** WHAT NEEDS TO BE DONE **
In the passage on the meaning of Jesus' death, what does the term "propitiation" mean?

** PASSAGE GIVEN **
-- BEGIN --

Eventually, Jesus’ public ministry took him to Jerusalem, because as Jesus informed his disciples, “The Son of Man will be delivered over to the chief priests and scribes, and they will condemn him to death” (Matthew 20:18). As John the Baptist said of Jesus upon first encountering him, “Behold, the Lamb of God, who takes away the sin of the world!” (John 1:29). Since Jesus came as Israel’s Messiah, the mediator of the covenant, and fulfilled the anointed offices of prophet, priest, and king, the necessity of his death comes as somewhat of a surprise–although this death was remarkably foretold by the prophet Isaiah (Isaiah 52:13-53:12) who predicted that God’s Messiah would also be a suffering servant. When Jesus entered Jerusalem in triumph on Palm Sunday, it appeared to all as though he would at long last take his place on Israel’s throne to restore the nation to its former greatness. But by Friday afternoon, Jesus was dead, hanging on a Roman cross, having died an agonizing death. Why did the story of our redemption take such a dark and foreboding turn? Why did Jesus need to die?

Throughout the New Testament, the biblical writers tell us why Jesus died and what his death means for us. First and foremost, Jesus’ death is said to be “for our sins,” (a “substitutionary atonement”) and his death effectually and actually turns God’s wrath away from his people, because Jesus takes God’s wrath upon himself (a “satisfaction”). In a fundamental sense then, Jesus’ death satisfies the holy justice of God by making a full and complete payment for the guilt of our sins.

When we look at the terms which the biblical writers use to explain the death of Jesus, the meaning and purpose of his death becomes clear. Jesus is said to die as a substitute for the sinner, in whose place, Jesus is said to die. In Mark 10:45, we read, “For even the Son of Man came not to be served but to serve, and to give his life as a ransom for many.” In his Epistle to the Ephesians, Paul notes that “Jesus Christ loved us and gave himself up for us, a fragrant offering and sacrifice to God” (Ephesians 5:2). In John 10:14-18, Jesus speaks of his death in the following terms: “I am the good shepherd. I know my own and my own know me, just as the Father knows me and I know the Father; and I lay down my life for the sheep....the Father loves me, because I lay down my life that I may take it up again. No one takes it from me, but I lay it down of my own accord. I have authority to lay it down, and I have authority to take it up again. This charge I have received from my Father.” Jesus describes his own death as “for his sheep.”

Another term we find in the New Testament is that Jesus’ death is said to be a “propitiation” for our sins, that is, a sacrifice which effectually turns aside the wrath of God toward those for whom he is dying. Paul speaks of the death of Christ as “a propitiation by his blood, to be received by faith” (Romans 3:25). John says of Jesus that his death is a propitiation, and that his death shows us the love of God toward sinners. “In this is love, not that we have loved God but that he loved us and sent his Son to be the propitiation for our sins” (1 John 4:10).

In yet another set of verses, Jesus’ death is set forth as the means through which sinners are reconciled to a holy God from whom they are estranged. Paul tells the Christians in Rome, “For if while we were enemies we were reconciled to God by the death of his Son, much more, now that we are reconciled, shall we be saved by his life” (Romans 5:10). In his second letter to the Corinthians, Paul adds, “All this is from God, who through Christ reconciled us to himself and gave us the ministry of reconciliation; that is, in Christ God was reconciling the world to himself, not counting their trespasses against them, and entrusting to us the message of reconciliation” (2 Corinthians 5:18-19).

-- END --

** SUPPLIED DATA **
-- BEGIN --

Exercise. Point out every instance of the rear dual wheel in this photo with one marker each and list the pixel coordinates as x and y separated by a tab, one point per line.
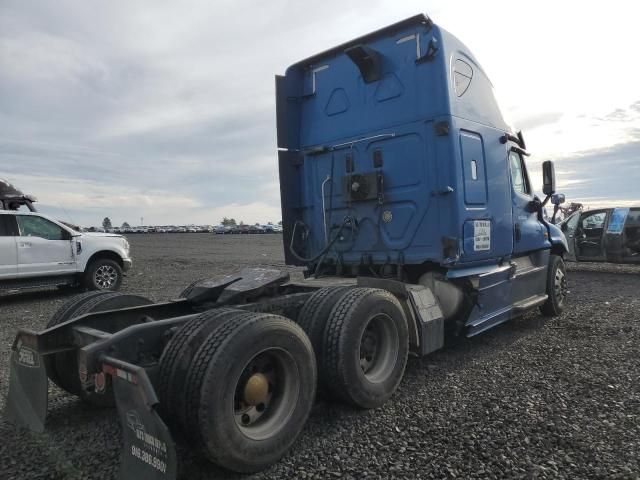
361	341
249	388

-- END --

** THE COMPLETED TASK **
A sacrifice that effectually turns aside the wrath of God toward those for whom he is dying.